Whey vs. Casein – Which Protein to Take
Going to buy a protein powder or supplement can be mind numbing, what with all of the different brands and types of proteins. Furthermore, there is a big debate about which is better, whey or casein protein. What’s interesting is that neither or better or worse for you, both whey and casein have their own benefits. It’s more about when to take which protein and why you’re taking it. In this article we’ll go in depth about whey vs casein and how you can navigate consumption and purchasing.
Whey is perhaps the best known type of protein, and is the most widely sold. It makes up a good number of protein supplements and you’ll see it in big bold letters on many protein bottles. It’s derived from cheese production, basically the powdered form of parts of the liquid that’s left over when cheese is made.
Between casein and whey, whey is the faster metabolizing protein and because of this has become known as “fast acting” protein or “fast protein”. Now what we mean by metabolizing is the amount of time needed for the whey to be digested, absorbed into your blood stream and taken up by your bodily tissue for use. It takes about 20 minutes for almost all of your whey protein to be taken in and moving throughout your body.
Between 20 and 40 minutes later your amino acid levels will be high and 20 minutes after that (1 hour after consumption) it wall have gone through protein synthesis, oxidation, or any other processes.
Because of the speed that you body takes up the whey protein it’s great for an after workout boost or even in the morning when you’re really trying to push protein to your muscles for recovery. Whey is even faster than most of the meats that you may eat and certainly faster than casein when it comes to metabilization.
Casein is similar in benefits, but quite opposite when it comes to protein uptake. While it takes 20 to 40 minutes for you to reach peak blood amino acids when taking whey, it can take up to 3 to 4 hours for you to synthesize casein and to reach peak blood amino acids.
Casein slows the rate of protein breakdown which is kind of like a “slow release”. This along with it’s longer synthesizing time and uptake is why casein has been coined “slow protein”. Since muscle growth is based on a balance of protein synthesis and breakdown this is actually good thing, your muscles can get what they need for a longer period of time.
So it may seem like using casein to slow breakdown and whey to speed protein synthesis is a good combination. This is the right idea, but you may not want to take them all at once because you’ll end up just peeing out a lot of the protein since your body won’t have a chance to digest and metabolize it all at one.

TASK STATEMENT:
Copy the whey and casein article word for word, everything from "Casein slows the" down to "period of time.".

(Referring expression data)
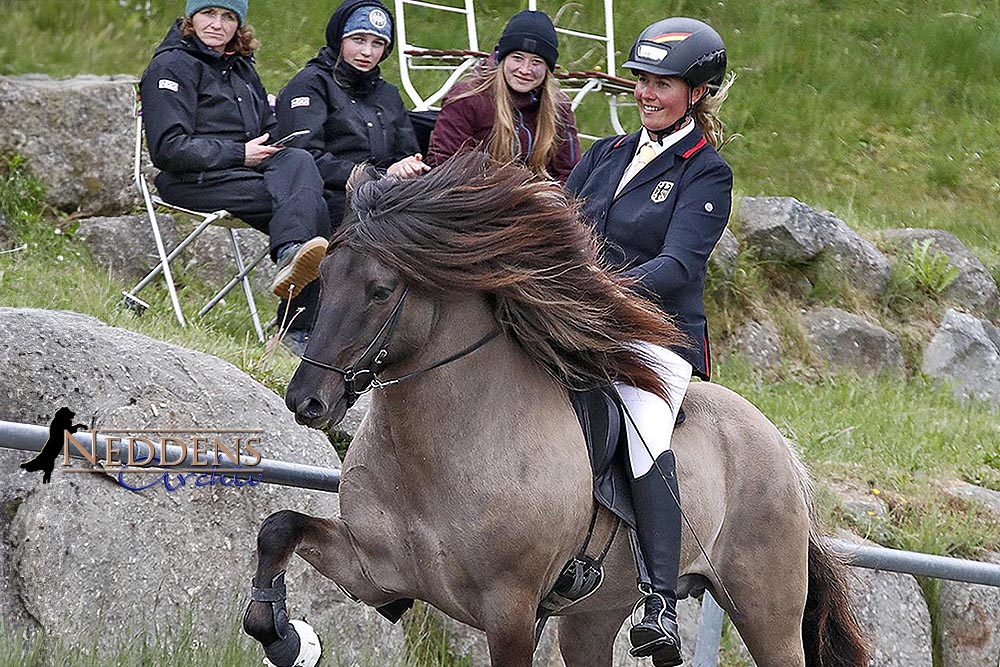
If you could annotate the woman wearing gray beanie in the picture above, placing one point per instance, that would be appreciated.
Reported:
(208, 124)
(511, 106)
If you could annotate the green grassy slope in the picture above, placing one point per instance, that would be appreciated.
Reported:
(882, 111)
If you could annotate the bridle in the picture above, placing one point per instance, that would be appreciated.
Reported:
(354, 388)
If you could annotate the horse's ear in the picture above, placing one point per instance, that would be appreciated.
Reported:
(361, 174)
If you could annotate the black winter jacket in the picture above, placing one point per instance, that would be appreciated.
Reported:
(200, 107)
(352, 116)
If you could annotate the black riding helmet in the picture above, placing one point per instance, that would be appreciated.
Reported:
(682, 47)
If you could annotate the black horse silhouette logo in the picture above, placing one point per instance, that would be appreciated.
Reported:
(46, 459)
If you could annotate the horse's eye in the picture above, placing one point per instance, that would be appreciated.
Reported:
(381, 294)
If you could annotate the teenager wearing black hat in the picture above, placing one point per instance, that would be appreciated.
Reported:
(660, 198)
(351, 113)
(208, 124)
(511, 106)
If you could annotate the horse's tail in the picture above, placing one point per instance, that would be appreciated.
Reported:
(830, 631)
(831, 635)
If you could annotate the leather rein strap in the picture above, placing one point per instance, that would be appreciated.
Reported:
(353, 388)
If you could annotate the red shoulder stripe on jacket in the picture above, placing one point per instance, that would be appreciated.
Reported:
(694, 149)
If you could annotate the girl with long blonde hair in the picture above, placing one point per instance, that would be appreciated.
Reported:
(511, 107)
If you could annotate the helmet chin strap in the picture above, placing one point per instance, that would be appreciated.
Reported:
(659, 135)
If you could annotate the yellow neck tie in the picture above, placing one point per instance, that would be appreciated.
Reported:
(645, 156)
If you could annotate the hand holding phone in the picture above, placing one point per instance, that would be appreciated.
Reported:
(288, 137)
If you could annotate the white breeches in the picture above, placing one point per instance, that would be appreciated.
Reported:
(653, 416)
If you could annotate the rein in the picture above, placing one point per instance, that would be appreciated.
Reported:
(381, 341)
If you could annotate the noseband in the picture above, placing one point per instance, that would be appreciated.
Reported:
(353, 388)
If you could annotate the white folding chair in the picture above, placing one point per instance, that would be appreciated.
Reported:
(219, 218)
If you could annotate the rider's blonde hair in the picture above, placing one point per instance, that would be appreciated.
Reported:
(706, 114)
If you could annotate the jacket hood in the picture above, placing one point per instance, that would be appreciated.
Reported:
(175, 41)
(335, 28)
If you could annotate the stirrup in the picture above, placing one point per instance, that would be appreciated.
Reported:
(665, 638)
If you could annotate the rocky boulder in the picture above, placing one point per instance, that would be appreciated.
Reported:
(849, 342)
(974, 289)
(893, 616)
(968, 623)
(78, 135)
(84, 543)
(965, 350)
(848, 259)
(785, 229)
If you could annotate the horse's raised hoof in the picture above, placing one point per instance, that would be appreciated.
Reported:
(299, 648)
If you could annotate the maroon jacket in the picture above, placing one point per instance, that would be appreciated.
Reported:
(466, 123)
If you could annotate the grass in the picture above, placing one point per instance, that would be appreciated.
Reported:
(873, 110)
(878, 111)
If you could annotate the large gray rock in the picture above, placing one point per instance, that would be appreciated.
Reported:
(83, 554)
(968, 623)
(893, 614)
(974, 289)
(848, 259)
(78, 135)
(785, 229)
(849, 342)
(966, 351)
(125, 244)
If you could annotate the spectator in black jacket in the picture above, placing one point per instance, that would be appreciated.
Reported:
(352, 114)
(208, 122)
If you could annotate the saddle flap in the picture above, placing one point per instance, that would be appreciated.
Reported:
(600, 415)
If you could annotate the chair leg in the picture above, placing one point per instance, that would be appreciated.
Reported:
(241, 277)
(164, 264)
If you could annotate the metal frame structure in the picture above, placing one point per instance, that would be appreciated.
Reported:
(459, 61)
(221, 218)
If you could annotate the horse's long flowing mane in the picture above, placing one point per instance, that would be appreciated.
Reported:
(474, 225)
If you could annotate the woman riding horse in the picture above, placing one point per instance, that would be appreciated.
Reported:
(468, 300)
(661, 198)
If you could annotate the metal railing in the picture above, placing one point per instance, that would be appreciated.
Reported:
(856, 555)
(32, 438)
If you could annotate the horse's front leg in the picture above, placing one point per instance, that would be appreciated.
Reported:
(509, 622)
(293, 643)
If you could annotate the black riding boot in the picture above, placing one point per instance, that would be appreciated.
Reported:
(658, 523)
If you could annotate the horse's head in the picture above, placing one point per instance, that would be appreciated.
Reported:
(368, 321)
(475, 230)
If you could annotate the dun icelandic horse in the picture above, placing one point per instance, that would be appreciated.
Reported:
(468, 300)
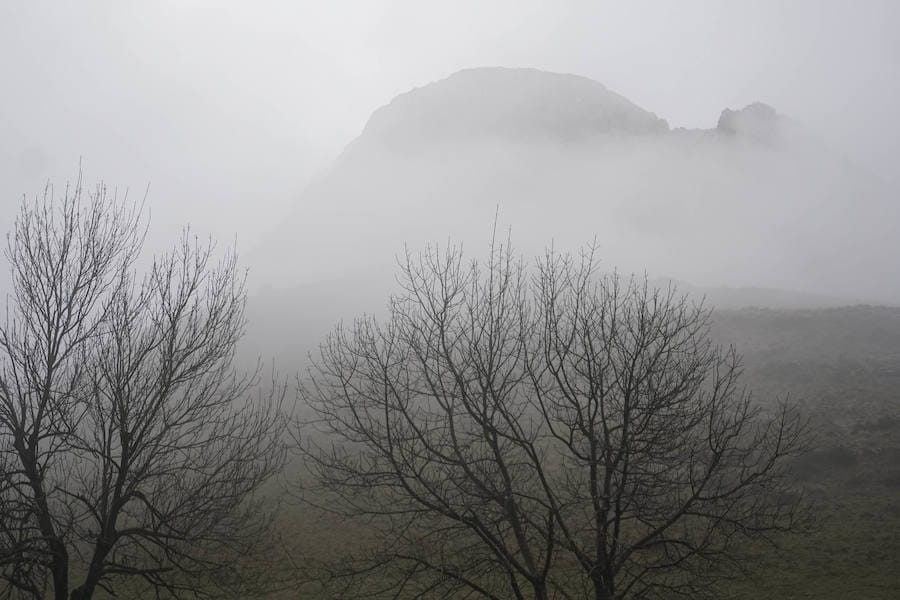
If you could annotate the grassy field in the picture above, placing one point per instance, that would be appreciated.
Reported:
(843, 366)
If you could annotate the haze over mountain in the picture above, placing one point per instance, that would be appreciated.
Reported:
(562, 159)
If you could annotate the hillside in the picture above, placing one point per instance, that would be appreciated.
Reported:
(562, 159)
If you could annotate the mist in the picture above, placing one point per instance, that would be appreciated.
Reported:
(226, 110)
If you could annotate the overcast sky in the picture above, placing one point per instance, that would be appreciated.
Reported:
(225, 108)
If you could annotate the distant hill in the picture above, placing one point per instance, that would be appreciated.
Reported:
(752, 202)
(512, 104)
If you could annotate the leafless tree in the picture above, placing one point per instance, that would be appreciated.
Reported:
(561, 434)
(130, 448)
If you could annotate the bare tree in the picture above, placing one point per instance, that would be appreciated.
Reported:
(560, 435)
(130, 448)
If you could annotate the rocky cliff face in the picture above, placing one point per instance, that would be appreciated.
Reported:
(564, 160)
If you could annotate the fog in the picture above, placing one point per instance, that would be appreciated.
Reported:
(228, 111)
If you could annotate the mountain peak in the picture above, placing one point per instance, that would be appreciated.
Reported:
(507, 103)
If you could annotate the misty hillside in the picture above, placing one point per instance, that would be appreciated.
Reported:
(562, 159)
(509, 104)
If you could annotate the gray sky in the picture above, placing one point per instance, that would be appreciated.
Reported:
(227, 107)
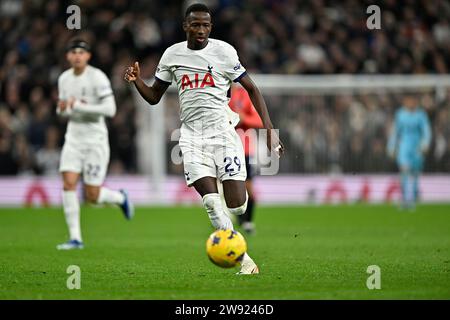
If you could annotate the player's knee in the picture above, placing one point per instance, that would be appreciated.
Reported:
(239, 210)
(91, 194)
(69, 185)
(211, 202)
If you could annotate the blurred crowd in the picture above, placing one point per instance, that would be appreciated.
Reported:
(271, 36)
(349, 133)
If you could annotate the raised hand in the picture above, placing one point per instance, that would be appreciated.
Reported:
(132, 73)
(274, 143)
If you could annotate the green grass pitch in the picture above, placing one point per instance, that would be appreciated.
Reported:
(303, 253)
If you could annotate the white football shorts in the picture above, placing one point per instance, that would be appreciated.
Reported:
(89, 160)
(220, 156)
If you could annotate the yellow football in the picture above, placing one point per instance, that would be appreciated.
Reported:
(226, 248)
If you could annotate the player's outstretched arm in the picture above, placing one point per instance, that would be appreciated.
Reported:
(152, 94)
(273, 141)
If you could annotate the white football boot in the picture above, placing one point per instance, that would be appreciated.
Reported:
(248, 266)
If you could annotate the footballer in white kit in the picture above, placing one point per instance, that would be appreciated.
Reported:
(203, 70)
(209, 144)
(85, 97)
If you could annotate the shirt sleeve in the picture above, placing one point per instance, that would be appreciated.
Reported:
(393, 137)
(103, 86)
(234, 70)
(61, 91)
(163, 72)
(426, 131)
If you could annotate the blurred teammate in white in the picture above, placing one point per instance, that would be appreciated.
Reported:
(85, 98)
(203, 70)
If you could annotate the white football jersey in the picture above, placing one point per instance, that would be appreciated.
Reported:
(91, 86)
(203, 78)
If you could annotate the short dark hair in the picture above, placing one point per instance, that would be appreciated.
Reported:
(78, 43)
(196, 7)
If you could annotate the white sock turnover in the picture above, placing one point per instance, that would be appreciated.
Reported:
(71, 207)
(110, 196)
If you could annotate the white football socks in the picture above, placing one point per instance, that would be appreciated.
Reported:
(110, 196)
(213, 205)
(72, 213)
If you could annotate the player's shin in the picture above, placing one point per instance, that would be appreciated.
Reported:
(108, 196)
(213, 205)
(71, 207)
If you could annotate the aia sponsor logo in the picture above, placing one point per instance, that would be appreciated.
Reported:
(198, 81)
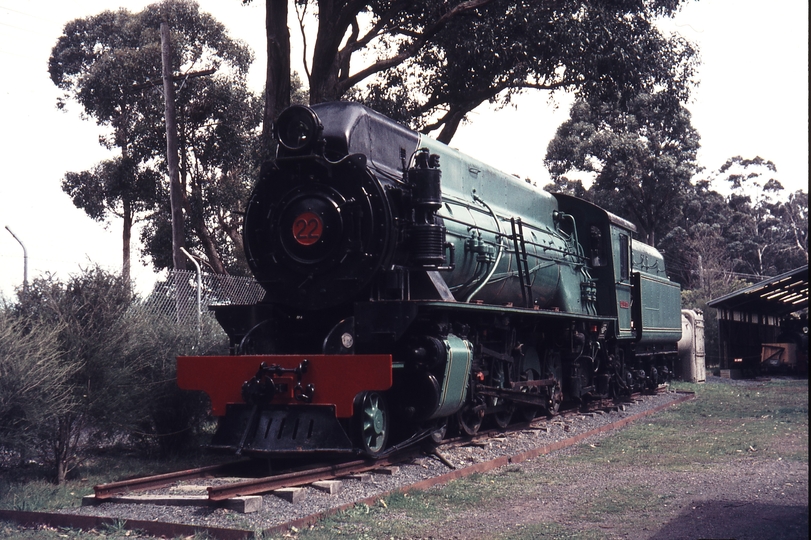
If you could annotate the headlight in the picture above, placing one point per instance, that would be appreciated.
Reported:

SOLUTION TO THIS PROBLEM:
Casein slows the rate of protein breakdown which is kind of like a “slow release”. This along with it’s longer synthesizing time and uptake is why casein has been coined “slow protein”. Since muscle growth is based on a balance of protein synthesis and breakdown this is actually good thing, your muscles can get what they need for a longer period of time.